* _EXERCISE DESCRIPTION_: Repeat the data that follows, word for word, without the images.
**** MATERIAL PROVIDED ****
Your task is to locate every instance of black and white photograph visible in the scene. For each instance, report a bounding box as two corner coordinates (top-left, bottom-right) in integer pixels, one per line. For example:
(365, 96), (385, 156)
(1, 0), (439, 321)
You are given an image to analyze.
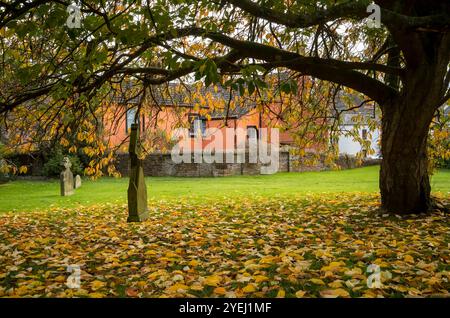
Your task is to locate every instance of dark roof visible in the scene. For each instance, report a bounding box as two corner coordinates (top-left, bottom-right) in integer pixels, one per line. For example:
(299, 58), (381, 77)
(113, 80), (381, 122)
(113, 82), (256, 119)
(332, 92), (377, 125)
****
* _WRITTEN SOLUTION_:
Your task is to locate every instance of black and white photograph visible in the scene. For each instance, report a bounding box as two corner coordinates (top-left, bottom-right) in integer pixels, one per line. For example:
(365, 96), (385, 156)
(1, 0), (439, 321)
You are given an image to analyze.
Your task is to locate every instance of dark roof visible in the scene. For each instance, report a bounding box as two corner coordinates (top-left, bottom-right) in integer pixels, one per line. For example:
(299, 58), (381, 77)
(113, 80), (381, 122)
(113, 82), (256, 119)
(332, 92), (377, 125)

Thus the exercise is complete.